→ **Seitenauszug**
.....

Rn 6

Hierzu zählen alle Einnahmen, die einem Arbeitnehmer aus einem bestehenden Dienst- oder Arbeitsverhältnis in Geld oder Geldeswert (§ 8 EStG) gewährt werden. Die Einkünfte müssen nachhaltig erzielt werden. Es gilt das Zuflussprinzip (§ 11 I 3 EStG, gelockert nur durch die Verweisung auf § 38a I EStG). Soweit Zahlungen einmalig erfolgen, sind sie auf einen angemessenen Zeitraum zu verteilen (vgl Ziff 1.2 der Leitlinien). Zu den Einkünften aus nicht selbstständiger Tätigkeit zählen Vergütungen für alle Leistungen aus dem Dienst- oder Arbeitsverhältnis, unabhängig davon, ob sie laufend (etwa monatlich) oder unregelmäßig, freiwillig oder aufgrund eines Rechtsanspruchs erbracht werden (BGH FamRZ 82, 250; 80, 342) sowie Sachbezüge.

Bei Erwerbseinkünften ist ein Erwerbstätigenbonus in Abzug zu bringen. Dem Erwerbstätigen soll ein die Hälfte des verteilungsfähigen Einkommens maßvoll übersteigernder Betrag verbleiben, um dem typischerweise mit der Berufstätigkeit verbundenen erhöhten Aufwand, auch soweit er sich nicht in konkret messbaren Kosten niederschlägt, und dem Gedanken des Erwerbsanreizes Rechnung zu tragen (BGH FamRZ 91, 304). Die Bemessung des Bonus steht im Ermessen des Tatrichters (BGH FamRZ 05, 1867). Der Bonus kann mit einer pauschalen Quote in Ansatz gebracht oder konkret berechnet werden (BGH FamRZ 97, 806). Insb kann ein Bonus geringer als üblich zu bemessen sein, wenn berufsbedingte Aufwendungen bei der Ermittlung des Nettoeinkommens bereits konkret berücksichtigt sind und damit im Wesentlichen nur noch der Anreizgedanke zum Tragen kommt (BGH FamRZ 97, 806).

.....

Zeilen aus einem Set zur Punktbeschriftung

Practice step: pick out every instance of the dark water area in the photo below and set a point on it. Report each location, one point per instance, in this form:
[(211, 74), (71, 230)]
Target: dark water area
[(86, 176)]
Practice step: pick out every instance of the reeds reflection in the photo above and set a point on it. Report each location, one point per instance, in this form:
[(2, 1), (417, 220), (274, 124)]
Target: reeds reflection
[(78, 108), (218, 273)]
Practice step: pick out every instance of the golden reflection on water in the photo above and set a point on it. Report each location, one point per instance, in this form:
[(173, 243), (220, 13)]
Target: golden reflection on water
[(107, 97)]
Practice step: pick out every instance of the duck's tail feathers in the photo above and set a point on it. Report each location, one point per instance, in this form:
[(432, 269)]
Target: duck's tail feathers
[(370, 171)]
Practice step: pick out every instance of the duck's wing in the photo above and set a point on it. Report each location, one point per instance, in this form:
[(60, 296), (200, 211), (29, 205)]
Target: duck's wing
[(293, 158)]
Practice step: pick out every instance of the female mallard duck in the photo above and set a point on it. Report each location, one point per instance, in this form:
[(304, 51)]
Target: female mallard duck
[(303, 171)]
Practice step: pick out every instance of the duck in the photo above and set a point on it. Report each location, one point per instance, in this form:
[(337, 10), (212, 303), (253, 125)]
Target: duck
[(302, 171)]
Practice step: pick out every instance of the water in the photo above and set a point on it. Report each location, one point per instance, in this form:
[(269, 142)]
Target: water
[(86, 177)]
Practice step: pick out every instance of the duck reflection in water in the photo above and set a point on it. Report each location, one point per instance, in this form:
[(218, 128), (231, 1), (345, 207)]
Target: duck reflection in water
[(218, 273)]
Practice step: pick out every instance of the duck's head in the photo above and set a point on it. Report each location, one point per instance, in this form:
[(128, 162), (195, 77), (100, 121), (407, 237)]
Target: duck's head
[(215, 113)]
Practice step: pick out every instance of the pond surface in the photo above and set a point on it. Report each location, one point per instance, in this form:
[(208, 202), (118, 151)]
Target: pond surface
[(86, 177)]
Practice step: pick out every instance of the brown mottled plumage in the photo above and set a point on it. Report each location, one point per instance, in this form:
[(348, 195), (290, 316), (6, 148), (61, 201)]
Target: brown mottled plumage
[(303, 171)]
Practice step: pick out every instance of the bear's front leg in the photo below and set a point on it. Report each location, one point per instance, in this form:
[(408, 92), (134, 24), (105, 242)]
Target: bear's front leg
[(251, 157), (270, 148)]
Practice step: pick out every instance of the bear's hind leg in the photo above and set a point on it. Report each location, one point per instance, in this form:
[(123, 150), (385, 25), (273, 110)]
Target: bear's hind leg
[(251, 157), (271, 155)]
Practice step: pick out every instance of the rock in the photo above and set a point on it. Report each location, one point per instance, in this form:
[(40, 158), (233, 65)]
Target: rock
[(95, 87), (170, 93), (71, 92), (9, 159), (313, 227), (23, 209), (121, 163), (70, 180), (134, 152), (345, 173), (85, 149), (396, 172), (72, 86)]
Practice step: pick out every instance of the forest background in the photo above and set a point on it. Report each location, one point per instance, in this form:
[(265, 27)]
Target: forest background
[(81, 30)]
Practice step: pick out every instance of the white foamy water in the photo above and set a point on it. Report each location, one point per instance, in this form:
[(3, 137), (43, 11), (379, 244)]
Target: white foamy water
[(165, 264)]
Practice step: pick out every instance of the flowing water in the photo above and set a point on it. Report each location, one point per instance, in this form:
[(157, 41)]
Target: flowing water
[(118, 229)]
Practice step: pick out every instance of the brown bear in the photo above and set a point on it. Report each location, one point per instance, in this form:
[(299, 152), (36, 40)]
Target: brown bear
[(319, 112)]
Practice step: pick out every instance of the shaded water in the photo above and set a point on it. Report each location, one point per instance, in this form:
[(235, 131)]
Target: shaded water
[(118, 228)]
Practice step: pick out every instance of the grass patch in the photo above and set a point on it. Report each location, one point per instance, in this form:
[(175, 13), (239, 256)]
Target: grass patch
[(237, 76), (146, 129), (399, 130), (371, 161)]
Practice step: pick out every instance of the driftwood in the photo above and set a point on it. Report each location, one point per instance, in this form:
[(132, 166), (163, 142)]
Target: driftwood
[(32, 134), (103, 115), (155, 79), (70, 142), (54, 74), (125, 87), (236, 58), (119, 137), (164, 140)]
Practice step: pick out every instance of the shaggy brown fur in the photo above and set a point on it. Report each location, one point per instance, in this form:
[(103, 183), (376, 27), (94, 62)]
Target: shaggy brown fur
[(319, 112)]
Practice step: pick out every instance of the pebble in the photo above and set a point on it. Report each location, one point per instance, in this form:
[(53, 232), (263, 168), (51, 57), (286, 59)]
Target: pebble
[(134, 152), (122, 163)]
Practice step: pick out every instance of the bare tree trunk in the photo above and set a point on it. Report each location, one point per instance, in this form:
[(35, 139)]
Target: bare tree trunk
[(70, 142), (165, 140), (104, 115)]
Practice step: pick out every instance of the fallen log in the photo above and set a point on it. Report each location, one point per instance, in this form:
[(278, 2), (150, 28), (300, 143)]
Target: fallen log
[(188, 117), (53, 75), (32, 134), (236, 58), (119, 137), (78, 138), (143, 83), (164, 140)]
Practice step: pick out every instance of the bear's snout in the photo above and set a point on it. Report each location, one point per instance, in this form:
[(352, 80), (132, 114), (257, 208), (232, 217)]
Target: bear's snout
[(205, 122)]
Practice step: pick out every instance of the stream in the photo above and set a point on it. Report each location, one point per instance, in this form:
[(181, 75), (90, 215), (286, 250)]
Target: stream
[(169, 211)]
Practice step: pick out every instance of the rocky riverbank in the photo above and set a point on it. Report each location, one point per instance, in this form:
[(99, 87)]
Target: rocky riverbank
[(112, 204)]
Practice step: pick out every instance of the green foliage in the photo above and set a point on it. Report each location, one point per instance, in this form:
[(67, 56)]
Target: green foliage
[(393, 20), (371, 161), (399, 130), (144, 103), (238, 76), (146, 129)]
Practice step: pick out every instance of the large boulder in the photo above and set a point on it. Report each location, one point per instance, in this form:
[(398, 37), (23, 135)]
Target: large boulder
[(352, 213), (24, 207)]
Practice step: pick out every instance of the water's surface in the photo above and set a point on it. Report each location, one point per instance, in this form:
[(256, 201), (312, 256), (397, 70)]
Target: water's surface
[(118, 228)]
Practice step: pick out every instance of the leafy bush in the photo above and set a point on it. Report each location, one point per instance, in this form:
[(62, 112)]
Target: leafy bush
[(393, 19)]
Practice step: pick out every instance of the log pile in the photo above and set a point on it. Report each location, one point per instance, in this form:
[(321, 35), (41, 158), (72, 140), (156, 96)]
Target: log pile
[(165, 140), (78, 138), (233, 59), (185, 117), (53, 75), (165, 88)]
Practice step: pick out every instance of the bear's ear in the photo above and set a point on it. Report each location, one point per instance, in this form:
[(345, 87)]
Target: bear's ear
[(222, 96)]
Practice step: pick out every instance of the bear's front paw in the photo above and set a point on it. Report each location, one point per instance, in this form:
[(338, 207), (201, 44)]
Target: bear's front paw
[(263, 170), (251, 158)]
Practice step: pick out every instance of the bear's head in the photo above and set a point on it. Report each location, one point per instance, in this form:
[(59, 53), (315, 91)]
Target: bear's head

.....

→ **Arbeitsaufträge**
(a) Wem obliegt laut dem Auszug zu den Erwerbseinkünften die Bemessung des Erwerbstätigenbonus?
(b) Erläutern Sie anhand des Auszugs zu den Erwerbseinkünften, weshalb dem Erwerbstätigen ein Betrag verbleiben soll, der die Hälfte des verteilungsfähigen Einkommens maßvoll übersteigt.
(c) Führen Sie den Auszug zu den Erwerbseinkünften im Anschluss an seinen letzten Satz fort.

→ **Lösungen**
(a) Die Bemessung des Bonus steht im Ermessen des Tatrichters.

(b) Der Mehrbetrag trägt dem erhöhten Aufwand Rechnung, der typischerweise mit der Berufstätigkeit verbunden ist, auch wenn er sich nicht in konkret messbaren Kosten niederschlägt. Außerdem soll er einen Anreiz zur Erwerbstätigkeit schaffen.

(c)
 

Rn 6a

Aufgrund der verschiedenen Berechnungsmethoden, die einerseits der Düsseldorfer Tabelle und andererseits den Süddeutschen Leitlinien zugrunde liegen, ergeben sich aufgrund eines grundlegend verschiedenen Ansatzes tw erhebliche Abweichungen in Bezug auf den zu berechnenden Unterhalt. Diese haben den BGH in einer Entscheidung vom 13.11.19 (FamRZ 20, 171) bewogen, eine bundesweite Vereinheitlichung der Berechnungsmethode anzuregen. Der BGH hat stets betont, dass die Bestimmung des – ggf pauschaliert bemessenen – berufsbedingten Aufwands sowie des Leistungsanreizes eine Angemessenheitsprüfung verlangt und im tatrichterlichen Ermessen liegt (vgl etwa BGH FamRZ 05, 1867; 00, 1492). Der BGH sieht in einer Kumulierung des Anreizsiebtels und der Pauschale von 5 % für berufsbedingte Aufwendungen ersichtlich eine unzureichende Ermessensprüfung. Dem BGH erscheint die Summierung beider Pauschalen im Ergebnis zu hoch. Aus diesem Grund favorisiert er die Bemessung des Bonus nach den Süddeutschen Leitlinien mit einem Zehntel. Diesem Ansatz wird letztlich zuzustimmen sein, weil die Anerkennung eines Leistungsanreizes sowie berufsbedingte Aufwendungen, soweit sie nicht auf einer konkret nachweisbaren Belastung iSv tatsächlichen Werbungskosten beruhen, eine Abweichung von dem auch bei der Bestimmung des Ehegattenunterhalts geltenden Halbteilungsgrundsatzes bedeutet und deshalb nur zu einem maßvollen Umfang berechtigt.

 

Rn 6b

Dies wird an folgendem Beispiel verdeutlicht:

Bei Zugrundelegung des Anreizsiebtels

 
pauschaler berufsbedingter Aufwand 3.000 EUR * 5 % 150 EUR
Bonus 1/7 aus 2.850,- EUR 407 EUR
Summe 150 EUR + 407 EUR 557 EUR

Dies entspricht einem Abzug von 18,6 %.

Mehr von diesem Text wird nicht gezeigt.